- **WHAT IS REQUIRED**
The records sit below this line. Repeat all of them exactly.

- **THE INPUT**
◆ ◆ ◆ ◆ ◆
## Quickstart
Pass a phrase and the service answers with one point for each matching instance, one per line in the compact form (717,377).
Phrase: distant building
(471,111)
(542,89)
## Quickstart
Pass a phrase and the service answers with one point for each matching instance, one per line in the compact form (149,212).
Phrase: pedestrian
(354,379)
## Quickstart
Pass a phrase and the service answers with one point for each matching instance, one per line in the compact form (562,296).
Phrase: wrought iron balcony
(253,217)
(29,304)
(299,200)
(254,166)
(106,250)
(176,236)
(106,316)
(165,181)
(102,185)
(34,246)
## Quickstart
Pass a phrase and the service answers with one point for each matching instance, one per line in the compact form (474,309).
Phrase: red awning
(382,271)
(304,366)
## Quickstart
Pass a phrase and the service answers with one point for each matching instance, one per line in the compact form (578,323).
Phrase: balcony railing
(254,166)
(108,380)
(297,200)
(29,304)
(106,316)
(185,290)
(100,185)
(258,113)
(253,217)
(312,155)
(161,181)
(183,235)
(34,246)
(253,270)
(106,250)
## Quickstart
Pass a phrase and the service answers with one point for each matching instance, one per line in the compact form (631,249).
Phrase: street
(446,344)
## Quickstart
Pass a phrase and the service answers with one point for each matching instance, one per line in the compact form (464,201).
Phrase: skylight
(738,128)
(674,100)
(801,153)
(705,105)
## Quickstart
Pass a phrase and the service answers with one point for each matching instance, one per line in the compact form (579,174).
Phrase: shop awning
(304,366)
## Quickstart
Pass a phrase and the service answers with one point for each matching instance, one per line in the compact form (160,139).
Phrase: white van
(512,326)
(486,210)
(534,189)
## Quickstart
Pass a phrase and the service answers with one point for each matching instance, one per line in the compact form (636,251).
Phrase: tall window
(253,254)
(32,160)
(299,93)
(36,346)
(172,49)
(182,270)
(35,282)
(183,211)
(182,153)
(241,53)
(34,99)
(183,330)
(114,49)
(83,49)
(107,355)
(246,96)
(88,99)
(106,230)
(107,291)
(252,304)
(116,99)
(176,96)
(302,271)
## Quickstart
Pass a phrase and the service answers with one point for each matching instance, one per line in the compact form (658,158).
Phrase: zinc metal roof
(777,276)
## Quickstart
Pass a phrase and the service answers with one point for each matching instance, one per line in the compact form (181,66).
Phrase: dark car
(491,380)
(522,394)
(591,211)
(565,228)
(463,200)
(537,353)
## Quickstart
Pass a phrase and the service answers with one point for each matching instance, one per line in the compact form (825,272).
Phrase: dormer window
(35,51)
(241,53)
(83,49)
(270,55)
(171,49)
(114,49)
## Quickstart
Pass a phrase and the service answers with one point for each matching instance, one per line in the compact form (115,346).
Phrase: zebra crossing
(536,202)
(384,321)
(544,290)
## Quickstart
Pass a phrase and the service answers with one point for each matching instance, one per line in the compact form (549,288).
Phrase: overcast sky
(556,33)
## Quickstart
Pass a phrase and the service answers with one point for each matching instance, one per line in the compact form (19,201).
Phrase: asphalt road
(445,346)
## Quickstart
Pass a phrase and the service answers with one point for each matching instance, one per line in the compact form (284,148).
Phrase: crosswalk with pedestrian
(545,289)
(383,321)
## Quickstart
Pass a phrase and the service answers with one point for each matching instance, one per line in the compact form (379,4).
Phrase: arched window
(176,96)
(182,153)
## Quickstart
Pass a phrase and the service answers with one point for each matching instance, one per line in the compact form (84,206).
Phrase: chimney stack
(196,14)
◆ ◆ ◆ ◆ ◆
- **ANSWER SECTION**
## Quickstart
Pass a phrase and the service answers with one point for each matching instance, one per line in the compact form (717,377).
Phrase: distant building
(471,111)
(542,89)
## Quickstart
Pass a phrase and the service answers with one point for each matching instance, one per line in the compact form (149,212).
Phrase: pedestrian
(354,379)
## Quickstart
Pass a phrase and the service answers with one point for each matching instance, one per line in the compact form (562,296).
Phrase: wrought iron balcony
(253,217)
(29,304)
(299,200)
(254,166)
(106,250)
(176,236)
(106,316)
(165,181)
(102,185)
(34,246)
## Quickstart
Pass a phrase and the service answers with one point for each matching instance, one per line in the compact form (474,309).
Phrase: red awning
(382,271)
(304,366)
## Quickstart
Pass a phrase and the service answers with one point for each matching instance, one per line in the compact form (578,323).
Phrase: balcony railing
(254,166)
(108,380)
(297,200)
(29,304)
(106,316)
(185,290)
(100,185)
(258,113)
(253,217)
(312,155)
(161,181)
(183,235)
(34,246)
(253,270)
(106,250)
## Quickstart
Pass a phrase and the service answers with one point for each matching instance, one per line in the compact form (631,249).
Phrase: street
(446,344)
## Quickstart
Pass a phrase and the service answers with one point for each matching instance, one per line in the compact form (464,201).
Phrase: skylight
(738,128)
(674,100)
(801,153)
(705,105)
## Quickstart
Pass a phrase and the service answers with one point for each matching instance, one per line in the compact form (579,174).
Phrase: shop awning
(304,366)
## Quickstart
Pass a phrase and the service answers with one point for each matching instance, one per line in the compact form (160,139).
Phrase: white van
(512,326)
(486,210)
(534,189)
## Quickstart
Pass a phrase and the service answers with one point for each matching instance, one per line in the compact form (636,251).
Phrase: tall window
(253,254)
(32,160)
(299,93)
(36,346)
(172,49)
(182,270)
(35,282)
(183,211)
(182,153)
(241,53)
(34,99)
(183,330)
(114,49)
(83,49)
(107,355)
(246,96)
(88,99)
(106,230)
(107,291)
(252,304)
(116,99)
(176,96)
(302,271)
## Quickstart
Pass a phrase and the service answers with one point for each matching instance, one per line in the compact form (658,158).
Phrase: zinc metal roof
(777,276)
## Quickstart
Pass a phrase and the service answers with one point for each matching instance, one per line in the compact form (181,66).
Phrase: dark car
(491,380)
(522,394)
(591,211)
(565,228)
(463,200)
(537,353)
## Quickstart
Pass a phrase and the service answers with one point for each matching instance, one per line in the compact form (825,272).
Phrase: dormer window
(35,51)
(241,53)
(83,49)
(270,55)
(171,49)
(114,49)
## Quickstart
Pass a phrase and the service answers with one point for each matching instance, one per line in the compact form (115,346).
Phrase: zebra crossing
(536,202)
(384,321)
(544,290)
## Quickstart
Pass a phrase and the service answers with one point for each matching instance, one per line in the compact form (549,288).
Phrase: overcast sky
(556,33)
## Quickstart
Pass a phrase and the service answers with one point for each matching instance, one per line in the compact form (19,201).
Phrase: asphalt road
(445,346)
## Quickstart
Pass a phrase and the service answers with one point for each matching instance, one per line in the compact form (284,148).
Phrase: crosswalk with pedestrian
(545,289)
(383,321)
## Quickstart
Pass a phrase and the service answers with one point for each matching instance, one per line in the compact form (379,4).
Phrase: arched window
(176,96)
(182,153)
## Quickstart
Pass a phrase and the service answers with one point for each matching instance, one per line in the compact form (84,206).
Phrase: chimney stack
(196,14)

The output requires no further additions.